*** GIVEN INFORMATION

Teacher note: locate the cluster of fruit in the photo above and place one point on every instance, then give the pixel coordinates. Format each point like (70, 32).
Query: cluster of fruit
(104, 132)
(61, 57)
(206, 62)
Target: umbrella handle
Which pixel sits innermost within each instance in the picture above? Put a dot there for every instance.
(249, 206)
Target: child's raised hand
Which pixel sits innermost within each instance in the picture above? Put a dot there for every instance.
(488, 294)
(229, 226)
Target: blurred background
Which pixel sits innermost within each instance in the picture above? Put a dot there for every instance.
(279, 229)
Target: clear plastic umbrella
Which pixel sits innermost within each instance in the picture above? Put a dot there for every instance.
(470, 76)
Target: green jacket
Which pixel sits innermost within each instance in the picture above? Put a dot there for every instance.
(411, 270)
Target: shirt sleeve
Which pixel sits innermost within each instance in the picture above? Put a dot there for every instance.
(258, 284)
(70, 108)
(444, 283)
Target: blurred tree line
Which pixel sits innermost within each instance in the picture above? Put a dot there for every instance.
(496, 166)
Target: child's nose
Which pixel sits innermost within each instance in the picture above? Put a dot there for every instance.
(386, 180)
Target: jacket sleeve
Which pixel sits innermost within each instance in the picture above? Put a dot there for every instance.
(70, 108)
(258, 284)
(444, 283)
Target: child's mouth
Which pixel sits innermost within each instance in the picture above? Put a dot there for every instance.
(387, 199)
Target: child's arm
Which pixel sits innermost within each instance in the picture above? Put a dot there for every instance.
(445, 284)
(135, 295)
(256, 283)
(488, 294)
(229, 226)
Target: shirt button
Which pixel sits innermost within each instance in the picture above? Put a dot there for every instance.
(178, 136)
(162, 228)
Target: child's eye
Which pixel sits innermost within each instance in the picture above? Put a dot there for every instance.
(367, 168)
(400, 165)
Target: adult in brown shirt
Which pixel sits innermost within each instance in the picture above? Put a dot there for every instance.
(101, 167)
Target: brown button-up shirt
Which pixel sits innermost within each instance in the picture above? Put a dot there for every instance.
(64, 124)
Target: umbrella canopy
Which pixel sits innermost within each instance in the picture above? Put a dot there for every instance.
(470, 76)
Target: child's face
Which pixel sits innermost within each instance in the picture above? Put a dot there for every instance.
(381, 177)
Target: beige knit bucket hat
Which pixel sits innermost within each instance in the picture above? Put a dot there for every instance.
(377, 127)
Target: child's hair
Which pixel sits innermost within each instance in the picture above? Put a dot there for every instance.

******

TASK ITEM:
Copy out the lines above with "blurred" in them.

REPLY TO THE TASK:
Target: blurred background
Target: blurred tree line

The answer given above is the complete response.